[Records from a collection]
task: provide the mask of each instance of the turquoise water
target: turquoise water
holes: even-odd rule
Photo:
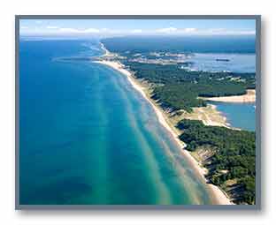
[[[92,41],[19,43],[19,203],[211,204],[206,184]]]
[[[217,106],[231,126],[242,130],[256,130],[256,104],[254,103],[226,103],[211,101]]]

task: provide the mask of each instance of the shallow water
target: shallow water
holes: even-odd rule
[[[256,104],[249,103],[230,103],[210,101],[212,105],[217,106],[217,109],[220,111],[227,118],[227,123],[231,126],[242,130],[256,130]]]
[[[20,41],[20,204],[211,204],[125,76],[53,60],[100,54],[91,41]]]

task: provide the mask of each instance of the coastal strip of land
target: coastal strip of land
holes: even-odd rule
[[[107,54],[109,54],[109,52],[108,50],[105,50],[104,55],[106,56]],[[200,163],[191,155],[191,154],[188,151],[185,150],[185,144],[180,140],[178,132],[175,131],[175,128],[169,122],[169,119],[167,116],[165,115],[165,113],[161,109],[160,107],[158,107],[158,105],[153,100],[151,100],[148,96],[142,86],[141,86],[141,84],[135,79],[135,78],[132,75],[132,73],[129,71],[126,70],[124,68],[124,65],[118,61],[102,60],[102,61],[94,61],[94,62],[110,66],[126,76],[127,79],[129,80],[130,84],[134,86],[134,88],[136,89],[152,106],[153,109],[155,110],[157,116],[159,123],[172,134],[172,136],[173,137],[176,143],[178,143],[181,149],[184,148],[184,151],[181,151],[181,153],[188,161],[191,167],[195,169],[196,173],[204,182],[207,182],[205,178],[207,170],[200,165]],[[214,106],[211,106],[211,109],[214,110],[215,109]],[[205,118],[203,118],[203,121],[205,120],[206,124],[214,124],[211,119],[208,116],[206,117],[206,114],[204,112],[201,111],[201,115],[202,115],[201,116],[203,116],[205,115]],[[225,123],[222,123],[220,125],[226,126],[226,121]],[[217,205],[232,205],[233,204],[231,200],[229,199],[229,198],[227,197],[227,195],[222,190],[220,190],[218,186],[211,184],[207,184],[207,187],[210,190],[211,201],[213,204],[217,204]]]
[[[256,101],[256,91],[252,89],[249,89],[247,90],[247,93],[242,95],[201,98],[201,99],[212,101],[236,102],[236,103],[255,102]]]

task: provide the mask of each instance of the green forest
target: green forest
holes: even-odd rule
[[[180,139],[187,144],[187,150],[211,149],[213,154],[203,161],[211,183],[224,187],[226,181],[235,179],[232,189],[234,201],[255,203],[255,132],[206,126],[201,121],[188,119],[177,127],[183,131]]]
[[[172,110],[192,111],[206,106],[198,97],[241,95],[255,88],[255,73],[189,71],[180,64],[150,64],[123,62],[137,79],[155,84],[153,98]]]

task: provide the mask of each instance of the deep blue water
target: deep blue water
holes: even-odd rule
[[[210,204],[204,182],[92,41],[19,43],[20,204]],[[58,58],[58,59],[57,59]]]

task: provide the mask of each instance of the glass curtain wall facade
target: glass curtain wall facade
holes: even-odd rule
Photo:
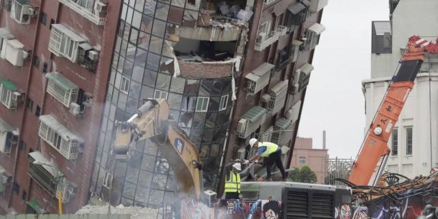
[[[232,114],[231,77],[173,78],[173,73],[164,70],[168,68],[161,67],[173,64],[176,26],[196,22],[199,5],[194,3],[124,1],[90,188],[107,202],[106,182],[112,177],[112,205],[157,207],[175,200],[172,170],[151,140],[138,142],[129,162],[116,162],[112,169],[108,164],[114,121],[128,120],[144,98],[168,100],[173,118],[198,146],[205,188],[217,189]]]

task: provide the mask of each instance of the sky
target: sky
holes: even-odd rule
[[[365,135],[361,81],[370,78],[371,23],[389,21],[388,0],[331,0],[324,8],[298,136],[311,138],[313,149],[330,158],[356,157]]]

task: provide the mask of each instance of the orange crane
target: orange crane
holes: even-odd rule
[[[438,38],[437,39],[438,42]],[[348,181],[356,185],[368,185],[377,164],[383,157],[373,185],[378,185],[391,149],[387,142],[392,129],[398,120],[404,103],[412,90],[414,80],[424,61],[424,52],[438,53],[438,44],[413,36],[409,38],[408,49],[403,53],[402,66],[378,109],[376,116],[370,125],[370,129]]]

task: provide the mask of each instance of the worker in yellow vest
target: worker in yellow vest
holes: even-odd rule
[[[281,149],[278,145],[271,142],[259,142],[255,138],[251,138],[249,140],[249,145],[253,149],[257,150],[257,152],[254,157],[245,160],[244,164],[248,164],[252,161],[255,161],[257,163],[263,157],[266,157],[265,161],[267,175],[266,181],[272,181],[271,178],[271,168],[274,163],[281,172],[281,176],[283,177],[281,181],[286,181],[286,172],[281,162]]]
[[[244,172],[239,173],[242,170],[240,163],[231,162],[225,166],[225,199],[240,199],[240,179],[248,177],[250,168],[247,168]]]

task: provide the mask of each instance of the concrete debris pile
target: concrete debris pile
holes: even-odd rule
[[[130,214],[131,219],[155,219],[158,210],[147,207],[125,207],[120,204],[117,207],[111,207],[112,214]],[[75,214],[107,214],[108,205],[86,205],[80,209]]]

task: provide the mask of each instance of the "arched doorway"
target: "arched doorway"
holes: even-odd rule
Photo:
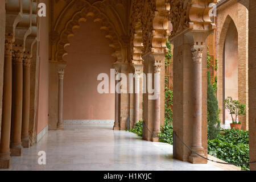
[[[114,94],[97,92],[97,76],[106,73],[114,63],[113,48],[99,23],[92,17],[80,23],[68,38],[64,57],[68,63],[64,84],[63,119],[98,122],[114,119]],[[109,80],[110,82],[110,80]]]
[[[238,32],[234,22],[229,23],[223,50],[223,101],[228,97],[238,100]],[[223,121],[228,127],[232,119],[223,104]]]

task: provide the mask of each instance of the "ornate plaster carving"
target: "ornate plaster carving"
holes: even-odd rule
[[[166,0],[144,0],[142,15],[143,54],[165,54],[170,6]]]
[[[79,28],[80,22],[86,22],[89,16],[93,18],[94,22],[100,23],[101,26],[100,29],[106,32],[105,38],[109,39],[110,41],[109,46],[114,50],[112,55],[115,57],[116,60],[122,60],[122,44],[120,43],[119,36],[115,31],[114,26],[109,22],[108,17],[90,4],[81,1],[77,1],[77,3],[84,3],[81,5],[81,7],[84,7],[84,8],[73,15],[72,19],[67,23],[65,29],[60,34],[59,40],[56,43],[57,50],[55,53],[55,60],[59,62],[64,62],[63,57],[67,55],[65,48],[70,45],[68,38],[74,36],[74,30]],[[56,34],[53,34],[56,35]],[[53,42],[52,41],[52,42]]]
[[[188,30],[209,31],[215,28],[210,20],[209,5],[217,0],[168,0],[169,20],[173,26],[170,39]]]
[[[131,4],[131,60],[135,64],[142,64],[142,54],[143,49],[142,43],[142,10],[143,1],[133,0]]]

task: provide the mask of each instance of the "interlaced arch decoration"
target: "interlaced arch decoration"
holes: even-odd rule
[[[173,30],[171,39],[189,30],[210,30],[215,28],[209,15],[210,3],[217,0],[168,0],[171,9],[169,20]]]
[[[86,1],[77,2],[77,6],[81,7],[81,10],[76,11],[71,18],[65,23],[64,29],[59,31],[55,28],[53,38],[52,39],[52,44],[54,46],[54,39],[57,39],[58,34],[60,35],[59,40],[56,42],[56,51],[55,52],[55,60],[57,62],[65,62],[64,56],[67,55],[67,47],[70,46],[69,38],[74,36],[74,30],[79,28],[80,23],[86,21],[87,18],[91,17],[94,23],[100,23],[100,30],[105,32],[105,38],[110,40],[109,46],[113,49],[112,56],[115,60],[123,60],[122,55],[122,44],[120,41],[120,36],[115,29],[115,26],[110,21],[108,16],[97,7],[90,5]],[[66,10],[65,11],[68,11]],[[63,14],[65,16],[65,14]],[[59,18],[61,20],[61,16]],[[63,20],[61,20],[63,21]],[[56,24],[60,24],[58,21]],[[117,23],[119,23],[118,22]],[[57,27],[55,26],[55,27]],[[57,32],[60,32],[58,34]]]
[[[169,31],[169,2],[167,0],[143,1],[143,55],[148,52],[164,54],[167,51],[166,42]]]
[[[131,60],[136,63],[142,63],[142,54],[143,48],[142,43],[142,1],[133,0],[132,2],[132,14],[131,18]]]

# [TASK DETAILS]
Reproduce the records from the start through the line containing "[[[20,41],[20,204],[211,204],[125,76],[53,60],[100,54],[91,41]]]", replacing "turquoise" with "teal" and keeping everything else unchanged. Leave the pictures out of your answer.

# [EXPECTED ANSWER]
task: provide the mask of each instance of the teal water
target: teal water
holes: even-odd rule
Photo:
[[[92,41],[19,43],[19,203],[211,204],[206,184]]]
[[[217,106],[231,126],[242,130],[256,130],[256,104],[254,103],[226,103],[211,101]]]

task: provide the mask of each instance of the shallow water
target: shallow water
holes: even-odd rule
[[[256,104],[249,103],[230,103],[210,101],[212,105],[217,106],[217,109],[220,111],[227,118],[227,123],[231,126],[242,130],[256,130]]]
[[[20,41],[20,204],[211,204],[125,76],[53,60],[100,54],[91,41]]]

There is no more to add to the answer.